* [Exercises]:
A. Which zpaq command lines appear in the forum thread on zpaq archives? List each one.
B. In the forum thread on zpaq archives, which addon did reg2s try to use to implement the revision view?

* [Document segment]:
#####

Post by *reg2s » 2016-05-23, 22:07 UTC

If acrhive contains hundreds of files it is impractical to select them one by one in branch view. Also if directory tree was packed, not individual files, it is very hard to reconstruct it, as during unpacking files are put in appropriate "archive version names" subdirectories.

Yes, I thought of dialog option. When archive is opened, list of all revisions should be built. For example, "zpaq l foo.zpaq -all" will give maximum number of updates - N. Then directory tree of in-acrhive view can be built as follows:

dir1: zpaq l foo.zpaq -until 1
dir2: zpaq l foo.zpaq -until 2
...
dirN: zpaq l foo.zpaq -until N

Obviously, that unpacking should be done with "zpaq x foo.zpaq -until <selection>".

I've tried to implement this with MultiArc addon, but it has too limited functionality for this.

User avatar
milo1012
Power Member
Power Member
Posts: 1109
Joined: 2012-02-02, 19:23 UTC

Post by *milo1012 » 2016-05-24, 01:59 UTC

Hacker wrote:but perhaps the config could be stored / edited using the descript.ion of the archive?
Sure, using individual external files might be a solution, though I never was a friend of that concept.
I'm not exactly sure what I would supposed to do with existing descript.ion file entries - append my data somehow? It could break the format.

#####

* [Dataset rows]:
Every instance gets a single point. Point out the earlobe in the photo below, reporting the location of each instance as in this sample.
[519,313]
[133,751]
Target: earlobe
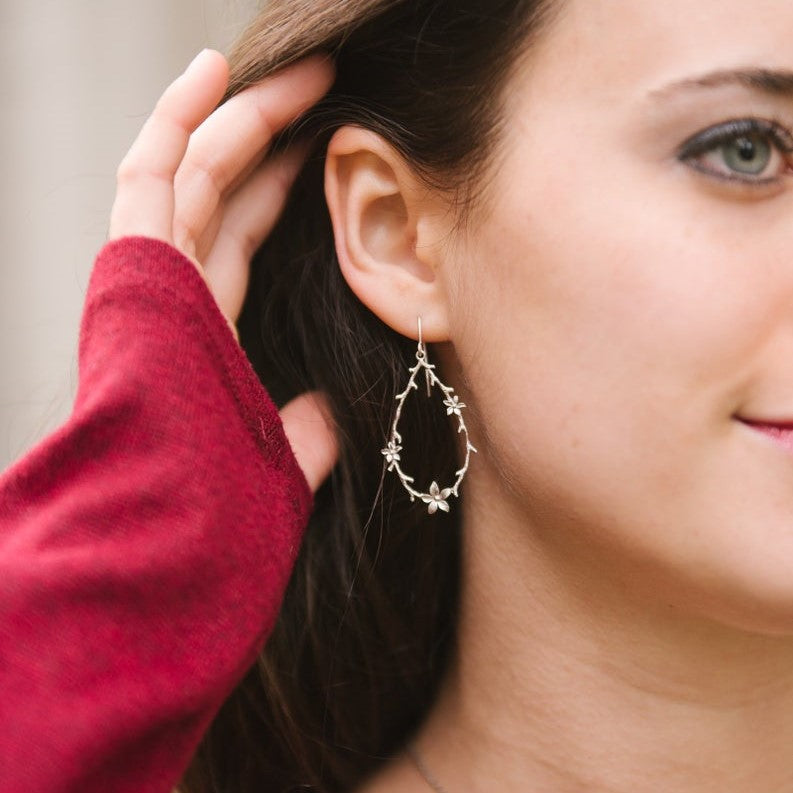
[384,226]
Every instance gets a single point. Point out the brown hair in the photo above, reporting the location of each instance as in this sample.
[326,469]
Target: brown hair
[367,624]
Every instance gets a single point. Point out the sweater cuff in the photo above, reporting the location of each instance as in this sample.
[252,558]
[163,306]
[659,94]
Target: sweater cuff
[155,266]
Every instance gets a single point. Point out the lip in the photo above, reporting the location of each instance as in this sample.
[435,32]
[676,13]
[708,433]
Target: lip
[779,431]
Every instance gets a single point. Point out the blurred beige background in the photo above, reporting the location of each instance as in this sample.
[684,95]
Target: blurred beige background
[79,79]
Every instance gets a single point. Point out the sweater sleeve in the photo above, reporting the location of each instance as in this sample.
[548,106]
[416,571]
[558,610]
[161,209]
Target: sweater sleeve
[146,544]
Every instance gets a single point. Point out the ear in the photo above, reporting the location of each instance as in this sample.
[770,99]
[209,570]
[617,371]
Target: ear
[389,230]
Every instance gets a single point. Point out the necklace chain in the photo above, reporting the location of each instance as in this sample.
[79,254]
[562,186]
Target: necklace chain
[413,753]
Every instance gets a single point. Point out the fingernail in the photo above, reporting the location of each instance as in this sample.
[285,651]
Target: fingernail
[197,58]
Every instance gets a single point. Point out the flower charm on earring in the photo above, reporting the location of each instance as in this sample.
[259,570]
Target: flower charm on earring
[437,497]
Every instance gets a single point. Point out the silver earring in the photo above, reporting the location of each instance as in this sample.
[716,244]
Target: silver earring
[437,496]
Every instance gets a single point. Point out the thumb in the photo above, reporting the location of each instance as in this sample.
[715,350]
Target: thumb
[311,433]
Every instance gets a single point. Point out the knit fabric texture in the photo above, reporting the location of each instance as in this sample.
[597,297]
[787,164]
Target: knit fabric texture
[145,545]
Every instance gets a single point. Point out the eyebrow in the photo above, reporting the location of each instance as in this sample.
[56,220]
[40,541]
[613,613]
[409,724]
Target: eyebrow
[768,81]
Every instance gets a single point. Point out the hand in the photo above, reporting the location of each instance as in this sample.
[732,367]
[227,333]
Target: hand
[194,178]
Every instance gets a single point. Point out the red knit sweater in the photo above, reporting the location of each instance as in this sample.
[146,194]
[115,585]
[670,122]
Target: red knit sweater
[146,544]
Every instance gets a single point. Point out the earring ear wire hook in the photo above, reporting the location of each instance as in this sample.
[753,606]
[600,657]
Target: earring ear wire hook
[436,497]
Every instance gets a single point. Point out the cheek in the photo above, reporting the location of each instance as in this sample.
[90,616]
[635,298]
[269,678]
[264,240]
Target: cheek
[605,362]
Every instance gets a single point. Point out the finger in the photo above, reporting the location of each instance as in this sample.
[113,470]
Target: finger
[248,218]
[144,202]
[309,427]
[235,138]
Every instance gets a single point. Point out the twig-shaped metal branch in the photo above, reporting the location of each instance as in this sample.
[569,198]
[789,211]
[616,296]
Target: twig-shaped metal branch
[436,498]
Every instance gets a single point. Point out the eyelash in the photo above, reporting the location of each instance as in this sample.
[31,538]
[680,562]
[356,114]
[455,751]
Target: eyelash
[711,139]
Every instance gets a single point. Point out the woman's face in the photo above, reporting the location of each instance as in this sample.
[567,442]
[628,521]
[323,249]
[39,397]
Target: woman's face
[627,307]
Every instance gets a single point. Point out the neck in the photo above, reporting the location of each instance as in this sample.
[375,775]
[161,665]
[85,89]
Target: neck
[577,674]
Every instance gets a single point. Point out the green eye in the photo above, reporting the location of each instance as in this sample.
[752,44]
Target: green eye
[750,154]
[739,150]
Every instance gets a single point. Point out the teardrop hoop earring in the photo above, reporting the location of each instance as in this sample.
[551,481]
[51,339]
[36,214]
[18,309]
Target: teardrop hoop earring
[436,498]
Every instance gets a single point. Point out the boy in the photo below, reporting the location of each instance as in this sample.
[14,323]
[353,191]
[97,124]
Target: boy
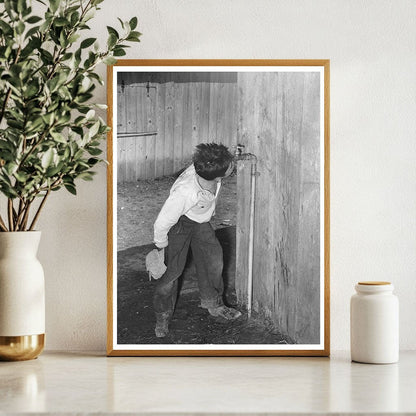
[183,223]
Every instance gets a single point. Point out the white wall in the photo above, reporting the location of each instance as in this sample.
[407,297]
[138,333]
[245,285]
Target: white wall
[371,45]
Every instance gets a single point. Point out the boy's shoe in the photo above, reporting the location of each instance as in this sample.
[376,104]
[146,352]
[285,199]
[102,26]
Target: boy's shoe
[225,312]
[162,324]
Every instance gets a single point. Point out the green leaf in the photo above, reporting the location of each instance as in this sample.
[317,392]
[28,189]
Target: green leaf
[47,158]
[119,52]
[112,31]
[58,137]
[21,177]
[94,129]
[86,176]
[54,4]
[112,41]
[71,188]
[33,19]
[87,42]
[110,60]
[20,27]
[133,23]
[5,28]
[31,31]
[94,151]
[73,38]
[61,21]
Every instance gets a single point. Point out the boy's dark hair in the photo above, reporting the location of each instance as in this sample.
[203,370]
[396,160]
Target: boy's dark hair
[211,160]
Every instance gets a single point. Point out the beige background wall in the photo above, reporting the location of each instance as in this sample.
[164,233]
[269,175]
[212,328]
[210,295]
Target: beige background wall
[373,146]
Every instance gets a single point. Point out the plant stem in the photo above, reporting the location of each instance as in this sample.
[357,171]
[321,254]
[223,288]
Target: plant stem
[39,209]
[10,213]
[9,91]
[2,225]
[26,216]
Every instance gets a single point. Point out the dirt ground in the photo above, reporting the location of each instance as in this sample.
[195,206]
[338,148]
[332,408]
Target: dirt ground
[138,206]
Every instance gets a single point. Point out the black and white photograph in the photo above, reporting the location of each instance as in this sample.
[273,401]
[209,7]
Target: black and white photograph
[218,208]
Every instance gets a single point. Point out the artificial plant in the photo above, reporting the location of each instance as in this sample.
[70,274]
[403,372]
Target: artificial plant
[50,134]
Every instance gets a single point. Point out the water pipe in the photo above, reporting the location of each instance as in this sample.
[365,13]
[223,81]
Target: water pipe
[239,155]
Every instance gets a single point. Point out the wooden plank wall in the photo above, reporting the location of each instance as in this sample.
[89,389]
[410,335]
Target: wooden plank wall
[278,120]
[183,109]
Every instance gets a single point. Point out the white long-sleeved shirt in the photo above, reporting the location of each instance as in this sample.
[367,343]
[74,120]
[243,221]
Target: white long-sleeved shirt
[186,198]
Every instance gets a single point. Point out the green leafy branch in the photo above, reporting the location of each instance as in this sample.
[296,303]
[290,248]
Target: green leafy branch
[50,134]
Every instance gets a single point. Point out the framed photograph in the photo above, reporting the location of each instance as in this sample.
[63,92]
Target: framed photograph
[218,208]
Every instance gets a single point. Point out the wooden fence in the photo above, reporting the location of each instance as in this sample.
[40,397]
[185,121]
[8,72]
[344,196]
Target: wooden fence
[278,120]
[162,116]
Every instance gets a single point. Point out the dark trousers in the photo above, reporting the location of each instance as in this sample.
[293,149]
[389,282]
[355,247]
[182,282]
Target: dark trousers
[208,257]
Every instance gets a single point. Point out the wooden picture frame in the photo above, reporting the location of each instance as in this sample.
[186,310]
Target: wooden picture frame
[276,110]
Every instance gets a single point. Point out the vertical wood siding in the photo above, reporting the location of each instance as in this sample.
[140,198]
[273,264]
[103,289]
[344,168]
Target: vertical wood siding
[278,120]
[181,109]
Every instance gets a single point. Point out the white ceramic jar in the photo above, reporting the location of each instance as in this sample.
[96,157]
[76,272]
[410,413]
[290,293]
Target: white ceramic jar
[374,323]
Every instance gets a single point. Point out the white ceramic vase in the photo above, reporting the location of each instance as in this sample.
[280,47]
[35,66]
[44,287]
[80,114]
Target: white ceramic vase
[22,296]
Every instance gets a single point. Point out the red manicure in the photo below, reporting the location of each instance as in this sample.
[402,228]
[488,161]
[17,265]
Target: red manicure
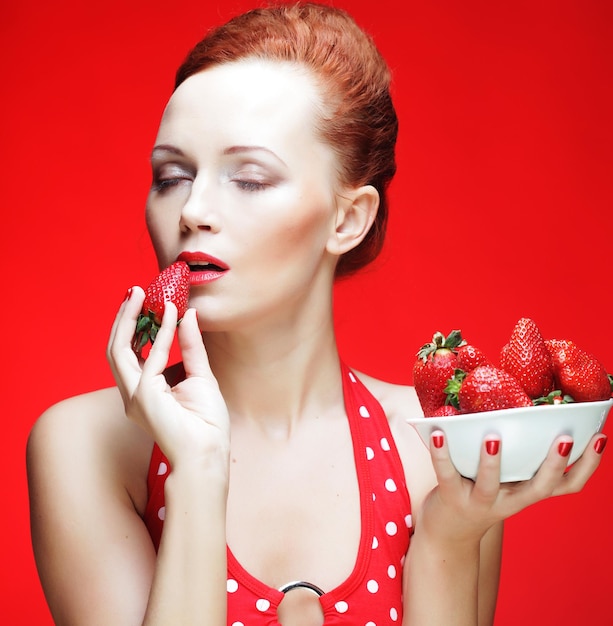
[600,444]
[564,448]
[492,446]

#####

* [Solutions by task]:
A.
- zpaq l foo.zpaq -all
- zpaq l foo.zpaq -until 1
- zpaq l foo.zpaq -until 2
- zpaq l foo.zpaq -until N
- zpaq x foo.zpaq -until <selection>

B. The MultiArc addon.